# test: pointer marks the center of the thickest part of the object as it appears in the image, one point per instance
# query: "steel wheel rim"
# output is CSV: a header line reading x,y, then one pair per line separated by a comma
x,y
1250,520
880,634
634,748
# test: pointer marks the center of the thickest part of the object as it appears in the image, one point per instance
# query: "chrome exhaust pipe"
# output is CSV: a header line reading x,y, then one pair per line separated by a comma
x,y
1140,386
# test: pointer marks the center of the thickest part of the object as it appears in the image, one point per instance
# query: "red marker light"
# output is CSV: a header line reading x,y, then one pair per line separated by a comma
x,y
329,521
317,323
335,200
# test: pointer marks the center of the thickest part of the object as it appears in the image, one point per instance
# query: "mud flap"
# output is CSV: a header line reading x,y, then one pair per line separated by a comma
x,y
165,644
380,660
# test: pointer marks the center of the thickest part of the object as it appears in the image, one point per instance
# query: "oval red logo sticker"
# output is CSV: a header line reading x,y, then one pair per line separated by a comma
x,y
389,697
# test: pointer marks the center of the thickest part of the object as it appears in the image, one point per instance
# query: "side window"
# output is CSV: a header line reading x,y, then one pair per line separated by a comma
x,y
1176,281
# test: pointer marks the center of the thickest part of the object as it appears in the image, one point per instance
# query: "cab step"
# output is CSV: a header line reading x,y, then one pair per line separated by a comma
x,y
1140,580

__________________________________________________

* What the task asks *
Would you reproduce all the entries exactly?

* Response *
# test: pointer marks the center of the thickest part of the object as it appears in the image, one point per instance
# query: "steel wheel rim"
# output is CSV: a header line reading x,y, then one pair per line separated by a comma
x,y
1250,520
880,634
634,748
# test: pointer marks the center of the thickest part of the object as it appears in the image, one point per instance
# query: "chrome exhaust pipe"
# output is CSV: a header line reading x,y, then one pair per line separated by a comma
x,y
1140,386
# test: pointer marks the center of the thickest part of the object as it appears in the image, one point per instance
# query: "red marker light"
# output is CSV: a header line reading x,y, then one pair per line separated by a comma
x,y
329,521
317,323
335,200
# test: pointer marks the center of the thickest part of the object as it appears in the image, one point per instance
# query: "mud flap"
# output is CSV: a header line reading x,y, then one pair per line separated by a comma
x,y
165,644
380,660
# test: pointer marks the center of the thickest part of the object as it appears in the image, one point per instance
# query: "oval red logo sticker"
# output is CSV: a header line reading x,y, then one pair per line separated by a comma
x,y
389,697
# test: pointer marks the center of the thickest part of the object as it appears in the image, one point per instance
# query: "side window"
# output is CSV: a header line reading x,y, then one pair per line separated by a comma
x,y
1176,281
# test: pointer marks the center of the thickest part of the object as it appears in the image, one point per instance
# query: "cab step"
# output is CSV: a header line reading x,y, then one pair per line separated by a comma
x,y
1140,580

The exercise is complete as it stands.